Francesco Nuti ha perfezionato la maniera provinciale di guardare al mondo; i suoi primi film rappresentavano fino in fondo il tono e lo stile della nostra piccola, meravigliosa vita di cazzeggio. Il Nuti si è infilato sotto la pelle di almeno due generazioni di toscani. È entrato nelle nostre coscienze di ragazzi come un fratello maggiore, come uno di casa al quale si rubavano le espressioni. Quando si voleva dire che un tizio era grosso o che la mamma di un amico era severa, si diceva: “Ti dà uno schiaffo ti gnuda”. Ma quello era don Valerio del primo film. Quando si voleva dare fastidio a un amico che aveva da fare gli si diceva: “Dai, dammi un bacino, dammi un bacino”, ripetendolo allo sfinimento. E quello era Caruso Pascoski. Quando si giocava a carte e la serata era sempre più noiosa si diceva: “E ora, si tromba!”. E quello era il personaggio del dentista in Donne con le gonne.
##############################
(Requisiti dei compiti)
1. Nel testo in esame, quale personaggio ripeteva «Dai, dammi un bacino, dammi un bacino»?
2. Traduci in inglese questa frase del testo su Francesco Nuti: «Il Nuti si è infilato sotto la pelle di almeno due generazioni di toscani.»

(Voci del dataset)
##############################
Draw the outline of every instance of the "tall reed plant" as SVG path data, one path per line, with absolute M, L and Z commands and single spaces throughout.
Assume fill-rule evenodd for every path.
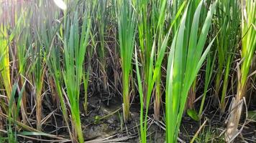
M 130 120 L 129 79 L 134 49 L 137 22 L 132 1 L 118 0 L 116 3 L 118 37 L 122 71 L 123 116 L 124 122 L 127 122 Z
M 256 49 L 256 1 L 242 0 L 242 49 L 241 61 L 237 65 L 238 85 L 235 98 L 232 102 L 231 112 L 227 129 L 227 140 L 232 142 L 239 132 L 238 127 L 243 97 L 246 95 L 247 84 L 252 57 Z
M 79 97 L 80 89 L 83 78 L 83 61 L 88 46 L 91 20 L 89 9 L 84 11 L 77 10 L 74 14 L 66 17 L 65 22 L 64 41 L 64 69 L 63 71 L 64 83 L 70 104 L 73 125 L 74 137 L 78 137 L 79 142 L 84 142 L 80 119 Z M 81 14 L 80 15 L 80 14 Z M 80 16 L 83 16 L 79 17 Z M 79 19 L 82 25 L 79 28 Z
M 177 142 L 189 89 L 213 43 L 212 41 L 204 50 L 216 2 L 211 4 L 201 27 L 203 2 L 191 1 L 188 4 L 171 44 L 165 87 L 167 142 Z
##############################
(Risultati per compito)
1. Caruso Pascoski.

2. Nuti got under the skin of at least two generations of Tuscans.